- [EXERCISE TASK]: Gather every line in the material below that contains the word "background", and copy each one.

Extracted data entries
_ _ _ _

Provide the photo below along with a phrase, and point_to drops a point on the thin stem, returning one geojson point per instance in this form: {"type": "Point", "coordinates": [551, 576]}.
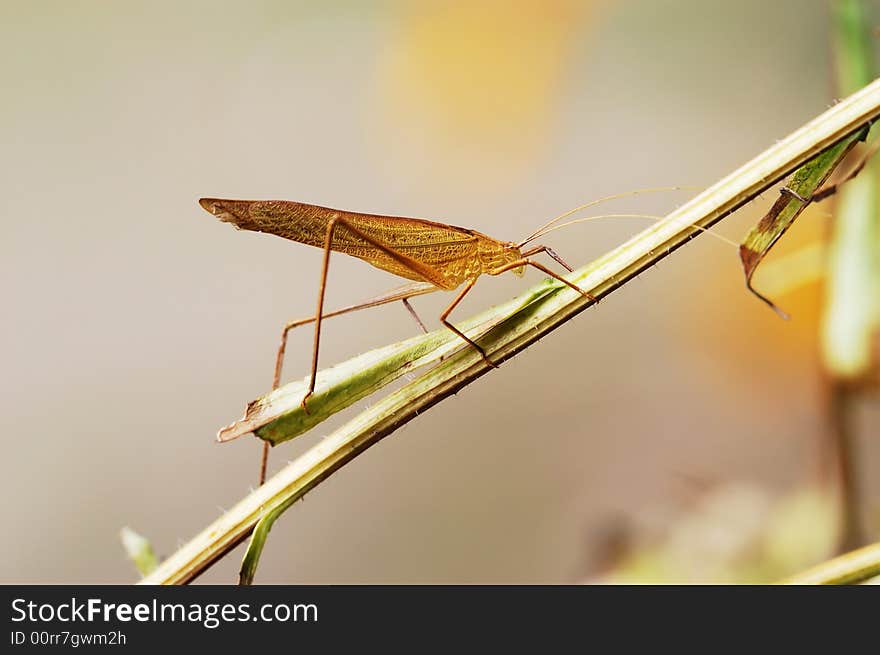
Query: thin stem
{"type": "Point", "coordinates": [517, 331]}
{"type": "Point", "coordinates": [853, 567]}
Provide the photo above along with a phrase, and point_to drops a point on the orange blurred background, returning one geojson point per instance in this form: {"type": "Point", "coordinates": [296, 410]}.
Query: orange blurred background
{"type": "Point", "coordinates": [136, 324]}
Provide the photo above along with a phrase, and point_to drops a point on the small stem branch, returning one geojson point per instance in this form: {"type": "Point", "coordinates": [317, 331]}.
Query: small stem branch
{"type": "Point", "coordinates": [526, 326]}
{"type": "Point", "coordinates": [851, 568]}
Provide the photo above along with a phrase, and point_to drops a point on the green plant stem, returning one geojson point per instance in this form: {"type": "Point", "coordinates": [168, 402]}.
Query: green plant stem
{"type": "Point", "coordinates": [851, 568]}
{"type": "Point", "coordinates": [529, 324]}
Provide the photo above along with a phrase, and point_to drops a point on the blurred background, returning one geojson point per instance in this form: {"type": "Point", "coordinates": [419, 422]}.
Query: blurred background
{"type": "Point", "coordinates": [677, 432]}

_ _ _ _

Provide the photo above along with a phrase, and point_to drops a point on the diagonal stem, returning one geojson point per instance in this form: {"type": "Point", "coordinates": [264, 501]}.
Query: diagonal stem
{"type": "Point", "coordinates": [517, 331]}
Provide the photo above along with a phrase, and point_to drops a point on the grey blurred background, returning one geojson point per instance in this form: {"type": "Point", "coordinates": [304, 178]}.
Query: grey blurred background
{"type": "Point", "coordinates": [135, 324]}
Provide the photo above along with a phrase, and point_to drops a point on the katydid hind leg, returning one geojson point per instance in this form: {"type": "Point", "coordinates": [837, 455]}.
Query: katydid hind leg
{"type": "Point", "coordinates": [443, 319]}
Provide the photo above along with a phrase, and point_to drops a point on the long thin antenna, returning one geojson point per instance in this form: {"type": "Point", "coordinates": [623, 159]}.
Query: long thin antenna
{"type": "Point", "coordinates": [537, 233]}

_ _ _ _

- [ANSWER BELOW]:
Provide the photo above along with a phrase, and point_to drops a point on the orange blurred background, returning one geojson point per instance in this form: {"type": "Point", "coordinates": [296, 410]}.
Query: orange blurred background
Provide the photo above along with a phrase, and point_to drops a point on the blurred background, returning one geojson point per instance in this form: {"type": "Point", "coordinates": [419, 422]}.
Query: blurred background
Provide the photo above along with a phrase, and point_to drops a point on the grey blurred background, returning one geojson point per instance in this form: {"type": "Point", "coordinates": [304, 178]}.
Query: grey blurred background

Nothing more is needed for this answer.